Natural language region descriptions:
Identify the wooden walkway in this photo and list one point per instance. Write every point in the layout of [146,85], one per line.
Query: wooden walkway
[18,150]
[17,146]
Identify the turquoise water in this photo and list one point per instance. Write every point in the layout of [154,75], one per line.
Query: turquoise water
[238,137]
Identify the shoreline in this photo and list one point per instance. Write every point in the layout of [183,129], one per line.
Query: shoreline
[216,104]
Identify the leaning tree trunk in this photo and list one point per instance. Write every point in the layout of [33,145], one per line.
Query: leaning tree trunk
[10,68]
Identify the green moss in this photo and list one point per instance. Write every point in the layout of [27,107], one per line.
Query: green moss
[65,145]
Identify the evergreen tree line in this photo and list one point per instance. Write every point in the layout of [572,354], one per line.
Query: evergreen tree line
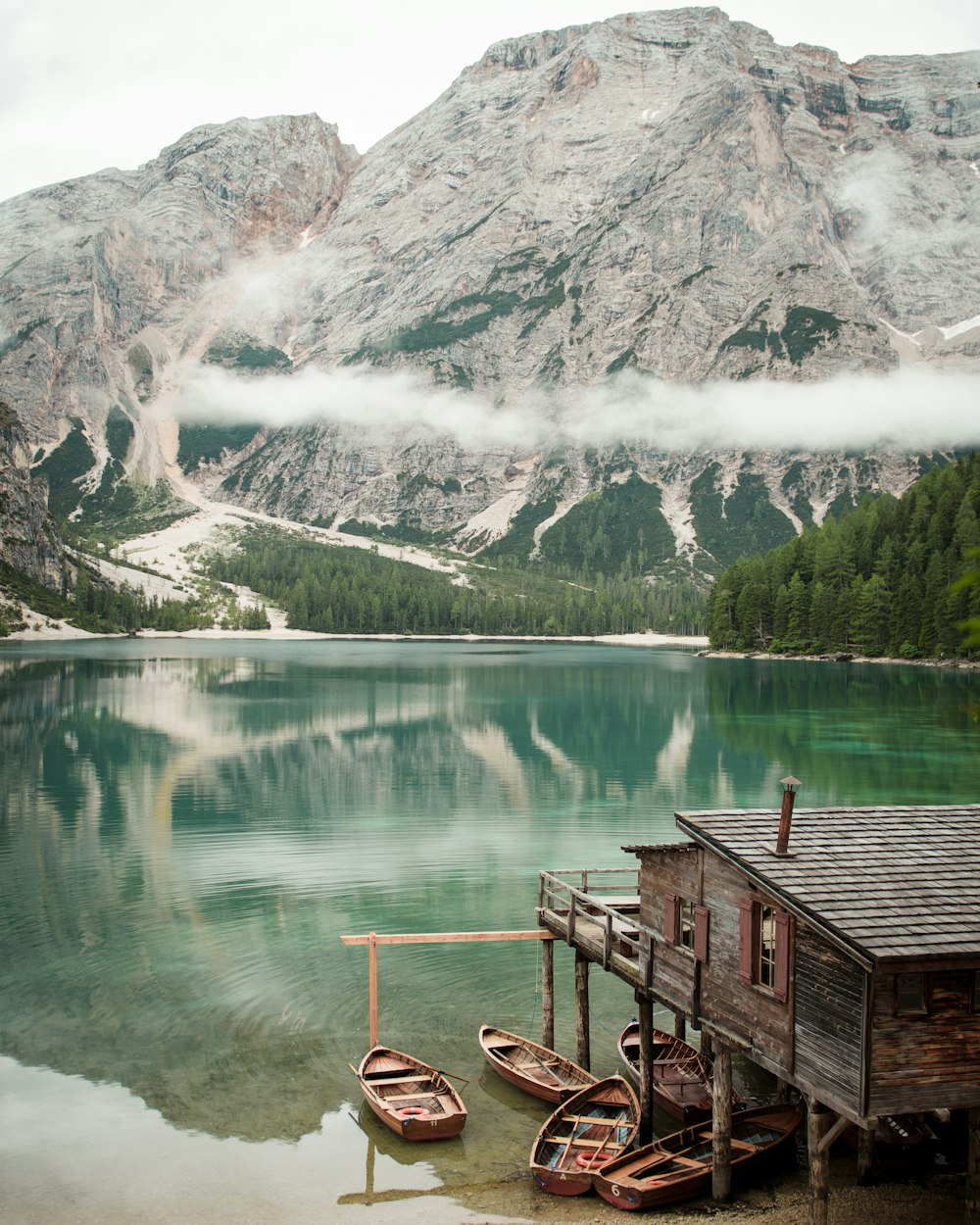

▸ **TASK GOAL**: Transcribe all of the records above character for character. Exclude the pictures.

▸ **SOLUTION TO THE EXERCISE**:
Identify the wooden walkway in this photo and list one point per instance. Write every point in the layout of [146,85], one per line.
Query: wooden walkway
[18,150]
[17,146]
Identify the turquoise water in this photo and list one point per instance. Write every point in the layout of [154,75], one per line.
Query: turquoise water
[238,137]
Identify the shoreline in this photo and list one point per instance. Write every point in the layout of [183,129], one per line.
Query: shoreline
[216,104]
Identify the leaning tree trunk in this photo and list one point per instance. Write every point in the layout of [33,145], one per line.
Query: leaning tree trunk
[10,68]
Identify the green moss in this photo and list one point per instance. Write every point in the layout of [27,107], one per line.
Query: green moss
[65,145]
Identify the evergreen tree line in this photo and list one point per instance. Write every point in the layout of [572,354], one per line.
Query: evergreen tree line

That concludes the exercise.